(Image point annotation entries)

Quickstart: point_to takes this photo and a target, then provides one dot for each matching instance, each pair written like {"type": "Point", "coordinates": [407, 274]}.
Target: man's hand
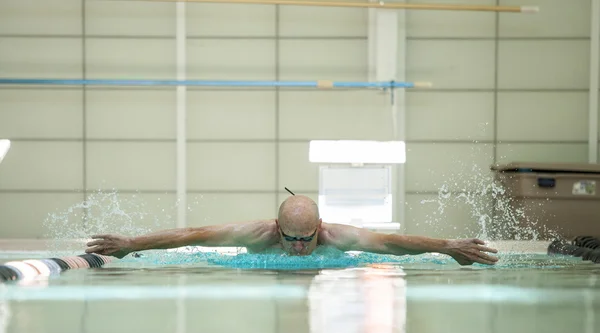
{"type": "Point", "coordinates": [469, 251]}
{"type": "Point", "coordinates": [110, 245]}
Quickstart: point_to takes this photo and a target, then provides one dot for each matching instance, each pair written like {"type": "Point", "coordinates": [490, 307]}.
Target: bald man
{"type": "Point", "coordinates": [298, 230]}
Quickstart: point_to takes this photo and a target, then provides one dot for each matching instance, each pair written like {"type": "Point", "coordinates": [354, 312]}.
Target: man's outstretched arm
{"type": "Point", "coordinates": [464, 251]}
{"type": "Point", "coordinates": [242, 235]}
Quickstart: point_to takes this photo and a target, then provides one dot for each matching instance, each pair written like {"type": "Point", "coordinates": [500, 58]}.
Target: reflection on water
{"type": "Point", "coordinates": [373, 297]}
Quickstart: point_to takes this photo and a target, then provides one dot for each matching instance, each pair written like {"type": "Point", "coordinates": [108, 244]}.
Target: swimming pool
{"type": "Point", "coordinates": [168, 291]}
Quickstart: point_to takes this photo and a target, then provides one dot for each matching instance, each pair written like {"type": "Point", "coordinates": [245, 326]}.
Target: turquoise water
{"type": "Point", "coordinates": [329, 291]}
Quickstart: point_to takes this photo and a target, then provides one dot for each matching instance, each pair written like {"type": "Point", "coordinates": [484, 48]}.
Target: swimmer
{"type": "Point", "coordinates": [298, 230]}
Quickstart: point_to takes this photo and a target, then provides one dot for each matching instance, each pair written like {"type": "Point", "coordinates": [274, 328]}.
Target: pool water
{"type": "Point", "coordinates": [329, 292]}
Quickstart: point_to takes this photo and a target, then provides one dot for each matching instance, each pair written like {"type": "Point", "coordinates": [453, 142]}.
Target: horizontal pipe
{"type": "Point", "coordinates": [380, 4]}
{"type": "Point", "coordinates": [321, 84]}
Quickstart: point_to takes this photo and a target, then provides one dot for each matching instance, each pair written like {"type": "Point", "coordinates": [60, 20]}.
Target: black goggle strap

> Given request: Return all of the entries word for word, but omit the pictures.

> Response:
Quickstart: point_to takes this photo and a target, then provides one dot for each matching instance, each pair written like {"type": "Point", "coordinates": [407, 274]}.
Target: man's hand
{"type": "Point", "coordinates": [469, 251]}
{"type": "Point", "coordinates": [110, 245]}
Quickstart: point_to takes this photo and a target, then provides one dot for each matching instance, each pair written like {"type": "Point", "coordinates": [490, 307]}.
Target: bald man
{"type": "Point", "coordinates": [298, 230]}
Quickstart: point_to takes this photo and a target, then provides one dot for each matching instance, each pair written like {"type": "Point", "coordinates": [354, 312]}.
Target: man's outstretched arm
{"type": "Point", "coordinates": [464, 251]}
{"type": "Point", "coordinates": [242, 235]}
Quickstart: point_to takes this photo and a target, then provides one dot for each matching instance, each pair written like {"type": "Point", "coordinates": [500, 58]}.
Target: reflection on water
{"type": "Point", "coordinates": [373, 297]}
Quickstart: point_to takes this photo and a target, then provides one dot for each matching instance, each pair written like {"type": "Point", "coordinates": [108, 244]}.
Target: swimming pool
{"type": "Point", "coordinates": [168, 291]}
Quickstart: point_to takes this photo and a target, then provides one dot for each matching instance, each pair written like {"type": "Point", "coordinates": [245, 326]}.
Target: turquoise water
{"type": "Point", "coordinates": [329, 291]}
Quickstart: point_to takes this photo and a target, then provides one dot for each matching instance, each pair written like {"type": "Point", "coordinates": [484, 48]}.
Target: swimmer
{"type": "Point", "coordinates": [298, 230]}
Quickstart: point_to takes this photo and a target, then provides one dot for each matching instance, each pair written like {"type": "Point", "coordinates": [274, 328]}.
Target: pool water
{"type": "Point", "coordinates": [329, 292]}
Quickstart: point_to takes this photo and a target, then provides one dot for each matching instance, each pair written like {"type": "Point", "coordinates": [453, 142]}.
Target: horizontal pipe
{"type": "Point", "coordinates": [380, 4]}
{"type": "Point", "coordinates": [321, 84]}
Quickstart: point_to takes this photo and a target, then provides one dot for each matching instance, each pair written like {"type": "Point", "coordinates": [60, 20]}.
Target: black goggle strap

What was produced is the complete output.